* _REQUIRED WORK_
Print the records below verbatim, line for line, but omit the pictures.

* _DATA FOR THIS TASK_

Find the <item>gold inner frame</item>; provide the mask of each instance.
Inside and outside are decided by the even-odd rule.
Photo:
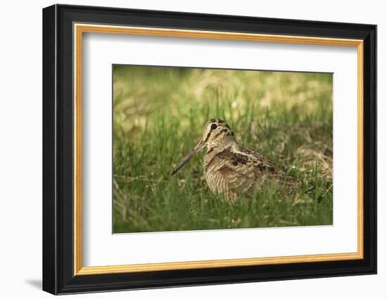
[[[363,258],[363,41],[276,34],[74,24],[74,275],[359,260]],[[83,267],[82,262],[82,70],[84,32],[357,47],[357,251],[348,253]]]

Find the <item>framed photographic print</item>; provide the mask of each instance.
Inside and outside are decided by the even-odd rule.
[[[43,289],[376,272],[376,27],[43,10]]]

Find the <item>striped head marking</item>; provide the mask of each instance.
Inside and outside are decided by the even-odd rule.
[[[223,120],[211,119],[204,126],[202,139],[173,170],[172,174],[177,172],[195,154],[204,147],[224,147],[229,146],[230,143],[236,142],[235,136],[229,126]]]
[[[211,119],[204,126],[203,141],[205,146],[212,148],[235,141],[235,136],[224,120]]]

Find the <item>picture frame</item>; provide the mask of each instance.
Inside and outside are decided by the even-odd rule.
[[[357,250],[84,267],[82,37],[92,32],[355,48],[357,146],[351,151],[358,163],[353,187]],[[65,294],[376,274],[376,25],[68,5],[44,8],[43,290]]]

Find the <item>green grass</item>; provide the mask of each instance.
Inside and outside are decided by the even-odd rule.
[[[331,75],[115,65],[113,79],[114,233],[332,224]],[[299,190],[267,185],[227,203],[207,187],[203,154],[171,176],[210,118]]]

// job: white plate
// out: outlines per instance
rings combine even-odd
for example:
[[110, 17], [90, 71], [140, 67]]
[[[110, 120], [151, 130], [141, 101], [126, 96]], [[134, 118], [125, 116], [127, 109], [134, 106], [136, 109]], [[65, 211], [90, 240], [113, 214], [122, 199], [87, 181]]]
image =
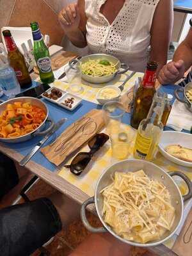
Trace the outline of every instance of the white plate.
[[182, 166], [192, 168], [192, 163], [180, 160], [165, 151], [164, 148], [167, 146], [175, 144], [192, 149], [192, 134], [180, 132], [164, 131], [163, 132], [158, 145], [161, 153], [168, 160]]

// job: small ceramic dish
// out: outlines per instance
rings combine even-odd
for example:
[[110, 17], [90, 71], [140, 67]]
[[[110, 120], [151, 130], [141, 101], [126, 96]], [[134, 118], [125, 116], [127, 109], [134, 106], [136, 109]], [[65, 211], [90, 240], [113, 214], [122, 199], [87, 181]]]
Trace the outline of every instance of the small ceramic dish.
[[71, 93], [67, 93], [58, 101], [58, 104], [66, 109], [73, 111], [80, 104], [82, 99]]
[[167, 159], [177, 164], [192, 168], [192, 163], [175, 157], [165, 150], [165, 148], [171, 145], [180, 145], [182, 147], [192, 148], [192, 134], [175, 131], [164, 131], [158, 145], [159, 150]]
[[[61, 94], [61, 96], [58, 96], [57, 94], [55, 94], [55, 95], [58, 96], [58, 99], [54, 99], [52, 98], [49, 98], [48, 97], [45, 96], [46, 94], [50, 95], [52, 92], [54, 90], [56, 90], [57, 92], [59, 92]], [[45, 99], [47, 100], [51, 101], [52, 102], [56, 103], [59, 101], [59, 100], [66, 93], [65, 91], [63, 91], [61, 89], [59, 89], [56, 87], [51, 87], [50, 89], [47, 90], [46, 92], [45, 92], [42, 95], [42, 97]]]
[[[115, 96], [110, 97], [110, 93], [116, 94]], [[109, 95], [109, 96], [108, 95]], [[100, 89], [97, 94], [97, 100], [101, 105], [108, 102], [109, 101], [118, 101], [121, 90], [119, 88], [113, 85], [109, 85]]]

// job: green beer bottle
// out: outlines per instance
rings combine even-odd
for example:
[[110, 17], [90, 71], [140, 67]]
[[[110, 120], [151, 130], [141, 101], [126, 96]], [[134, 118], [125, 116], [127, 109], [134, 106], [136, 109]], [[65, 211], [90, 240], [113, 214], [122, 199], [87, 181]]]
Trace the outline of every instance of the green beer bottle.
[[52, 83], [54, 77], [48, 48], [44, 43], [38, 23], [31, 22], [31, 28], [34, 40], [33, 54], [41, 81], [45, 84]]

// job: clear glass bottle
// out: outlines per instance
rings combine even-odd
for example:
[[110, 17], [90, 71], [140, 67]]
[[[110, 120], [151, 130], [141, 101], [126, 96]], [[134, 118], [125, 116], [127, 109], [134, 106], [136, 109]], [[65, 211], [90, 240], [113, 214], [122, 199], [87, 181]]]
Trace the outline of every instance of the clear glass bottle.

* _TASK SOLUTION_
Find the <item>gold inner frame</item>; provide the mask of each instance.
Inside and outside are decided by the even-odd rule.
Photo:
[[[363,258],[363,41],[276,34],[74,24],[74,275],[359,260]],[[83,267],[82,262],[82,70],[84,32],[357,47],[357,251],[348,253]]]

Find the <item>framed photographic print</item>; provide the mask of each instance.
Inside and outside are decided by the even-odd rule.
[[[43,289],[376,272],[376,27],[43,10]]]

Find the <item>striped head marking</item>; provide the mask of each instance.
Inside and outside are decided by the even-odd rule.
[[[223,120],[211,119],[204,126],[202,139],[173,170],[172,174],[177,172],[195,154],[204,147],[224,147],[229,146],[230,143],[236,142],[235,136],[229,126]]]
[[[211,119],[204,126],[203,141],[205,146],[212,148],[235,141],[235,136],[224,120]]]

Find the <item>picture frame</item>; provide the mask of each instance.
Inside and outside are decided by the even-odd rule.
[[[357,250],[84,267],[82,37],[92,32],[355,48],[357,146],[351,151],[358,163],[353,187]],[[65,294],[376,274],[376,25],[68,5],[44,8],[43,290]]]

Find the <item>green grass</item>; provide the mask of each instance.
Inside and outside are decided by the even-odd rule.
[[[331,75],[115,65],[113,79],[114,233],[332,224]],[[299,190],[267,185],[227,203],[207,187],[203,154],[171,176],[210,118]]]

// job: white plate
// out: outlines per instance
rings combine even-odd
for example:
[[110, 17], [90, 71], [140, 67]]
[[[110, 120], [151, 130], [141, 101], [126, 96]], [[134, 118], [125, 116], [127, 109], [134, 106], [136, 109]], [[65, 211], [90, 240], [113, 214], [122, 199], [87, 181]]]
image =
Trace the outline of every instance of the white plate.
[[182, 166], [192, 168], [192, 163], [180, 160], [165, 151], [164, 148], [167, 146], [175, 144], [192, 149], [192, 134], [180, 132], [164, 131], [163, 132], [158, 145], [161, 153], [168, 160]]

// job: small ceramic dish
// out: outlines per instance
rings combine even-odd
for example:
[[110, 17], [90, 71], [140, 67]]
[[[110, 120], [151, 130], [141, 101], [126, 96]], [[134, 118], [125, 116], [127, 109], [134, 106], [136, 109]], [[65, 211], [90, 240], [113, 214], [122, 199], [87, 181]]]
Trace the outline of every instance of the small ceramic dish.
[[71, 93], [67, 93], [58, 101], [58, 104], [66, 109], [73, 111], [80, 104], [82, 99]]
[[167, 159], [177, 164], [192, 168], [192, 163], [175, 157], [165, 150], [165, 148], [171, 145], [180, 145], [182, 147], [192, 148], [192, 134], [175, 131], [164, 131], [158, 145], [159, 150]]
[[[61, 94], [61, 96], [58, 96], [57, 94], [55, 94], [55, 95], [58, 96], [58, 99], [54, 99], [52, 98], [49, 98], [48, 97], [45, 96], [46, 94], [50, 95], [52, 92], [54, 90], [56, 90], [57, 92], [59, 92]], [[45, 99], [47, 100], [51, 101], [52, 102], [56, 103], [59, 101], [59, 100], [66, 93], [65, 91], [63, 91], [61, 89], [59, 89], [56, 87], [51, 87], [50, 89], [47, 90], [46, 92], [45, 92], [42, 95], [42, 97]]]
[[[115, 96], [110, 97], [110, 93], [116, 94]], [[109, 95], [109, 96], [108, 95]], [[100, 89], [97, 94], [97, 100], [101, 105], [108, 102], [109, 101], [118, 101], [121, 90], [119, 88], [113, 85], [109, 85]]]

// job: green beer bottle
// out: outlines per instance
rings combine even-odd
for example:
[[110, 17], [90, 71], [140, 67]]
[[[110, 120], [151, 130], [141, 101], [126, 96]], [[134, 118], [125, 116], [127, 109], [134, 106], [136, 109]], [[65, 211], [90, 240], [113, 214], [122, 199], [87, 181]]]
Trace the outline of every instance of the green beer bottle.
[[52, 83], [54, 77], [48, 48], [44, 43], [38, 23], [31, 22], [31, 28], [34, 40], [33, 54], [41, 81], [45, 84]]

// job: clear glass bottle
// out: outlines per instance
rings combine even-odd
for example:
[[110, 17], [90, 71], [140, 67]]
[[[110, 120], [151, 130], [141, 101], [126, 96]], [[134, 118], [125, 116], [127, 109], [134, 106], [136, 109]], [[65, 211], [90, 240], [113, 214], [122, 199], [87, 181]]]
Trace the outline of every instance of the clear glass bottle.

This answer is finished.